> **What is asked**: Please find each line in the records below that contains the word "worker", matching case, and copy those lines.

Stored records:
· · · · ·
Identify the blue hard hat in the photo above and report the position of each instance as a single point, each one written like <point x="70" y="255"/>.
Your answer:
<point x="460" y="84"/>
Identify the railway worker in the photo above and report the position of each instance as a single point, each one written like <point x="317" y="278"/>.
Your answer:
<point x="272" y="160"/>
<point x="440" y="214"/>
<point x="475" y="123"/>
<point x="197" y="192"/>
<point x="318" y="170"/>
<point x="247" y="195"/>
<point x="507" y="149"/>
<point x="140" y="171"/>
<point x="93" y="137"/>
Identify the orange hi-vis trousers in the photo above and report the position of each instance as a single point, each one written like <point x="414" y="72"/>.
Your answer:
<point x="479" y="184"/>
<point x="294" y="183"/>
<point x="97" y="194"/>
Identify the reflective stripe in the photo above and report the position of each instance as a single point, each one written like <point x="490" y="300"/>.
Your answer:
· · · · ·
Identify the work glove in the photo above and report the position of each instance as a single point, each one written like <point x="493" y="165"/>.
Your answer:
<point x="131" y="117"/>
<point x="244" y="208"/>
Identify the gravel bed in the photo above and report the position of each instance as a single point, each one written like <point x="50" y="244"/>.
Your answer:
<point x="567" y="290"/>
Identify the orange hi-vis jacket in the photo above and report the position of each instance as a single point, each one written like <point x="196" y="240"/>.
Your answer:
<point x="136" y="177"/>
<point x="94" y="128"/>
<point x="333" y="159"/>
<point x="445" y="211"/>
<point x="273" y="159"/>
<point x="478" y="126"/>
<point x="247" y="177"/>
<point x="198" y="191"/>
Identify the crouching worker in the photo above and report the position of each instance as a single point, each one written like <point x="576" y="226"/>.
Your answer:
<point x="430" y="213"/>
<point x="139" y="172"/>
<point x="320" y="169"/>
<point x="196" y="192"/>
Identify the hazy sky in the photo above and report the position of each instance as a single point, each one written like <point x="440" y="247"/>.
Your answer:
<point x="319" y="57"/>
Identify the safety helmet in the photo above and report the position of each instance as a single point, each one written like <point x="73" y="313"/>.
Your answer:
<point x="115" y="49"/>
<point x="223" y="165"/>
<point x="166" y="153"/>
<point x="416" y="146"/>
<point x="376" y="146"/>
· · · · ·
> **Task response**:
Identify the railway worker in the photo above and report the position of each instance as a single point, each one written like <point x="317" y="278"/>.
Identify the crouching worker in the photo above and report the position of each instance as a single point, each one written like <point x="576" y="226"/>.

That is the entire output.